Страница:
Словом, я с головой погружена в весь тот мир. Помните (чудесный) роман Рабиндраната <Тагора> «Дом и Мир»? У меня Дом — Мир!
Дорогая Вера Николаевна, пишите и Вы, давайте в две — в четыре руки — как когда-то играли! (М. б. и сейчас играют, но я в отлучке от рояля вот уже 11 лет, даже видом не вижу.)
— Спасибо за память об Андрее, за то, что так живо вспомнили — и напомнили. Я ведь его подростком не знала, 1902–1906 г. мы с Асей жили за границей. И вдруг из Ваших слов—увидела именно в дверях передней—и это так естественно: всегда ведь либо в гимназию, либо из гимназии… Вы спрашиваете, кто муж Аси? Ася вышла замуж 16-ти л<ет> за Бориса Трухачева, сына воронежского помещика, 18-ти л<ет>. Расстались через два года, даже меньше, а в 1918 г. он погиб в Добровольческой Армии. Второй ее муж и сын от второго мужа оба умерли в 1917 г., стало быть она с двадцати лет одна, со старшим сыном Андрюшей, ныне инженером, а ей еще порядочно до сорока (до-СРОКА!).
А про Валерию Вы знаете? Она после долгой и очень смутной жизни (мы все трудные) — душевно-смутной! — наконец 30-ти лет вышла замуж (м. б. теперь и обвенчалась) за огромного детину-медведя, вроде богатыря, невероятно-заросшего: дремучего! по фамилии Шевлягин, [902]кажется из крестьян. С ним она была уже в 1912 г. — с ним до сих пор. У нее было много детей, все умирали малолетними. Не знаю, выжил ли хоть один У нас с нею были странные отношения: она не выносила моего сходства с матерью (главное, голоса и интонаций). Но мы, вообще, все — волки. Человек она необычайно трудный, прежде всего — для себя. М. б. теперь мы бы с нею и сговорились. Она меня очень любила в детстве. Не переписываемся никогда. М. б. — теперь напишу, тогда передам от Вас привет.

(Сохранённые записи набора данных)
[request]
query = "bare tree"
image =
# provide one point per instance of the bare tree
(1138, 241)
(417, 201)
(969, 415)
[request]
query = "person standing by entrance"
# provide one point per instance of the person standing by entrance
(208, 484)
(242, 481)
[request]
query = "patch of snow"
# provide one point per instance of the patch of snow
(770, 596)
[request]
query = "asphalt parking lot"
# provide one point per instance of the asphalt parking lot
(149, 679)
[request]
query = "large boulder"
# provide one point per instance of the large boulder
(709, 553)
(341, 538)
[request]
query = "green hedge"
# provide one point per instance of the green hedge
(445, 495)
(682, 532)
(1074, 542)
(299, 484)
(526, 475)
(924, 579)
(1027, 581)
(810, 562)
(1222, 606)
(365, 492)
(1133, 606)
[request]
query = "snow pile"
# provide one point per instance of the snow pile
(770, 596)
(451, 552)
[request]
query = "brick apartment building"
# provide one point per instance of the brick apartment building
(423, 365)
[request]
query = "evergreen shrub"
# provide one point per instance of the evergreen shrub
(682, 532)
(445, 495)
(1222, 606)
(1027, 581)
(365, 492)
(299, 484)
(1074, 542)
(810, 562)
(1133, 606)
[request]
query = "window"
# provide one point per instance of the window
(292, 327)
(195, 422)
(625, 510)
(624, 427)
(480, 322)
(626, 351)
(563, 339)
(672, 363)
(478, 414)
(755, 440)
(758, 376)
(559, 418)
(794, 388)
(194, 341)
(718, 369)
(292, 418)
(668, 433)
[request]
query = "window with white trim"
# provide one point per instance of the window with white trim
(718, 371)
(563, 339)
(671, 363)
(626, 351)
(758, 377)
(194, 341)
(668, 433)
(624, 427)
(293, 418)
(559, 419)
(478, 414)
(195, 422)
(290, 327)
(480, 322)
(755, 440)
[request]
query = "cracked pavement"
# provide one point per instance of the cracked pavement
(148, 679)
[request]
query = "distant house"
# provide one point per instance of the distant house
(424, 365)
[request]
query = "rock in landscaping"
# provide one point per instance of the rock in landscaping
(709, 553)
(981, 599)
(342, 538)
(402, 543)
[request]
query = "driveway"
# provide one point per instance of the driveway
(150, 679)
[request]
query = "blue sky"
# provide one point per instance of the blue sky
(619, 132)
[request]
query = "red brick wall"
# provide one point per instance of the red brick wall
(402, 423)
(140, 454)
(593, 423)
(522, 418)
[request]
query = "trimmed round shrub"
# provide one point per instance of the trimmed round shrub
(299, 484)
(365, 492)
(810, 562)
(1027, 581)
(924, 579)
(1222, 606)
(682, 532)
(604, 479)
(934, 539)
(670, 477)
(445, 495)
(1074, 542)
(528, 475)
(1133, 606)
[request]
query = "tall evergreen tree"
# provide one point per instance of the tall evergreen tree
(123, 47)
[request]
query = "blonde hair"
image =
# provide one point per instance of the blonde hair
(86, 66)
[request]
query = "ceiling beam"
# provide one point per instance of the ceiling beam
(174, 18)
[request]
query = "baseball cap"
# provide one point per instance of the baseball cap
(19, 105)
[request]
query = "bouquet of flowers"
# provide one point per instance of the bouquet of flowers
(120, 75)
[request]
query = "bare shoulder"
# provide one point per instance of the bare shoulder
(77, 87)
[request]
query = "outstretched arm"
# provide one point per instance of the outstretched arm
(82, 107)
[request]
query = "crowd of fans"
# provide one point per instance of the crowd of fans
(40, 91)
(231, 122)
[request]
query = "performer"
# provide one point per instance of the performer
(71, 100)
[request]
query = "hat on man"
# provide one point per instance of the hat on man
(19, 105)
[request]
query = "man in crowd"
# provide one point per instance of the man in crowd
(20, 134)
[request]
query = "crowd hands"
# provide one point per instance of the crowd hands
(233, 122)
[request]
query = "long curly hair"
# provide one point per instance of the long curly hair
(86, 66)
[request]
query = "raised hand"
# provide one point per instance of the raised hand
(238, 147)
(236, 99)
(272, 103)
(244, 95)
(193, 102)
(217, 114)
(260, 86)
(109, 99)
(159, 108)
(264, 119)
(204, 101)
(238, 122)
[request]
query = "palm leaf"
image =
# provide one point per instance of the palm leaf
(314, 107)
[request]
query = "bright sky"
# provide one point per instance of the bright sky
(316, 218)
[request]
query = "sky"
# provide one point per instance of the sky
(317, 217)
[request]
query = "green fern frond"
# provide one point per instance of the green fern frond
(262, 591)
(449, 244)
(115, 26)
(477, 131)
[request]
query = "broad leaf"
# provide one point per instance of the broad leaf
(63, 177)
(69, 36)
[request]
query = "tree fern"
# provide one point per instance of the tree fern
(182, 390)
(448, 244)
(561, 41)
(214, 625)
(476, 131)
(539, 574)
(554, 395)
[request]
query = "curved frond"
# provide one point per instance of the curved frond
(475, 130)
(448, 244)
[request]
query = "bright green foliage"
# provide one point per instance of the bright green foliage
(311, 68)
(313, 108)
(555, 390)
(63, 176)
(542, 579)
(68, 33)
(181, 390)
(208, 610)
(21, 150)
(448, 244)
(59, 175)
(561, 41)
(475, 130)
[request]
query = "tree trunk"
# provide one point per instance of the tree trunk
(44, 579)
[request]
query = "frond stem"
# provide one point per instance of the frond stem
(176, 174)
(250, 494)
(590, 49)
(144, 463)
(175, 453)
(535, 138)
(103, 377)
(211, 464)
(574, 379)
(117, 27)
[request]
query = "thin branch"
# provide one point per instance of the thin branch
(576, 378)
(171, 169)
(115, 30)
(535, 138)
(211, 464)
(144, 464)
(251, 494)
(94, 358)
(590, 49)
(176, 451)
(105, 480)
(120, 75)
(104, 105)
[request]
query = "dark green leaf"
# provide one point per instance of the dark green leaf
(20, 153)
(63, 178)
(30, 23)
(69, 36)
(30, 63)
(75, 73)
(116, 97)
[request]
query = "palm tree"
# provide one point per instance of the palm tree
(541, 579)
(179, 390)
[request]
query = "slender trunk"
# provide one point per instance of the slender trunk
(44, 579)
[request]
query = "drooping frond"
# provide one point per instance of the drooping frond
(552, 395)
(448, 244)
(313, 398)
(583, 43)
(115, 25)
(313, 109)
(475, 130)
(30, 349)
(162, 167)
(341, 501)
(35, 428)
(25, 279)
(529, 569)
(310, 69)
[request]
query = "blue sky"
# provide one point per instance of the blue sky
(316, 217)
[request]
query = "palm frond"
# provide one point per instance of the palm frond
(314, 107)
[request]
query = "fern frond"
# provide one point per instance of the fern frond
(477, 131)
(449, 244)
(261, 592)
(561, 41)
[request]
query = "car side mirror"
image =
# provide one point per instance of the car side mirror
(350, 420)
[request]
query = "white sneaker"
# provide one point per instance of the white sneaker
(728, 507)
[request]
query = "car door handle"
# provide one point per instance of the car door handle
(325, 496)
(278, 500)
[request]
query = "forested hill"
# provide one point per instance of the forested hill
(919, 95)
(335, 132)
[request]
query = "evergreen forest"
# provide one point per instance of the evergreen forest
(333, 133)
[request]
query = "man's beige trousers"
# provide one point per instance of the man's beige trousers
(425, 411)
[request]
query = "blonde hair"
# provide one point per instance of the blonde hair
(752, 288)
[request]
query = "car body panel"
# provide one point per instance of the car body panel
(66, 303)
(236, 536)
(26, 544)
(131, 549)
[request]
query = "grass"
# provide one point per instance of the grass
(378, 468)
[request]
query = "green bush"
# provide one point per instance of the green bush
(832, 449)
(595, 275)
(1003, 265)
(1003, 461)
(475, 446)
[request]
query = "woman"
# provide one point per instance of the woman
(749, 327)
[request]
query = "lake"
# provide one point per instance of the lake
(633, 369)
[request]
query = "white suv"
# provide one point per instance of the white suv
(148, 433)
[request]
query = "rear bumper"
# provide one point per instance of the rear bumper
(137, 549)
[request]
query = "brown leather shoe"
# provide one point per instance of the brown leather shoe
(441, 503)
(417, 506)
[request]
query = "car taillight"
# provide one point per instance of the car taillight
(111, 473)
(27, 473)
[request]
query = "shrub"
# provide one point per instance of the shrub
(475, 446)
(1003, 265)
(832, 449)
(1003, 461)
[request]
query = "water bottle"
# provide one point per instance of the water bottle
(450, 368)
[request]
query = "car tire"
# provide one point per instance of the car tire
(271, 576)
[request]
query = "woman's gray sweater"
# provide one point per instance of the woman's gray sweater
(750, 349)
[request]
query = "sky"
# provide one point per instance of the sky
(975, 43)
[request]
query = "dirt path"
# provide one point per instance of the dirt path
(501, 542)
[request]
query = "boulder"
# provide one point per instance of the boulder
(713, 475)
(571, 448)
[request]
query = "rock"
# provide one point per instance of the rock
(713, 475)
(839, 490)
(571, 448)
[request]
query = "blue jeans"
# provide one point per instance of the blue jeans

** ЗАДАНИЯ **
#1 Ответьте на вопросы по письму.
(a) Какой роман Рабиндраната Тагора упоминается в письме?
(b) Во сколько лет Ася вышла замуж за Бориса Трухачева?
(c) Какая фамилия у мужа Валерии?
#2 Перепишите из письма фрагмент без изменений: начните со слов "Дорогая Вера Николаевна, пишите" и закончите словами "видом не вижу.)".
#3 Подхватите письмо о семье после его последней фразы и продолжите его.

** ОТВЕТЫ ПО ЗАДАНИЯМ **
#1
(a) «Дом и Мир».
(b) В 16 лет.
(c) Шевлягин.

#2
Дорогая Вера Николаевна, пишите и Вы, давайте в две — в четыре руки — как когда-то играли! (М. б. и сейчас играют, но я в отлучке от рояля вот уже 11 лет, даже видом не вижу.)

#3
А жутко — влюбленный Иловайский! (то, о чем Вы пишете). Вроде влюбленного памятника. Сколько жути в том мире!
________
До свидания. Жду. И письма и встречи — когда-нибудь. Вы зимою будете в Париже? Тогда — мне — целый вечер, а если можно и два. Без свидетелей. Да? Обнимаю.
МЦ.
<Приписки на полях:>
Рада, что Вам понравился Волошин. [903]У меня много такого. Ваш отзыв из всех отзывов — для меня самый радостный.
Сердечный привет от мужа, он тоже Вас помнит — тогда.
21-го авг<уста> 1933 г.
Clamart (Seine)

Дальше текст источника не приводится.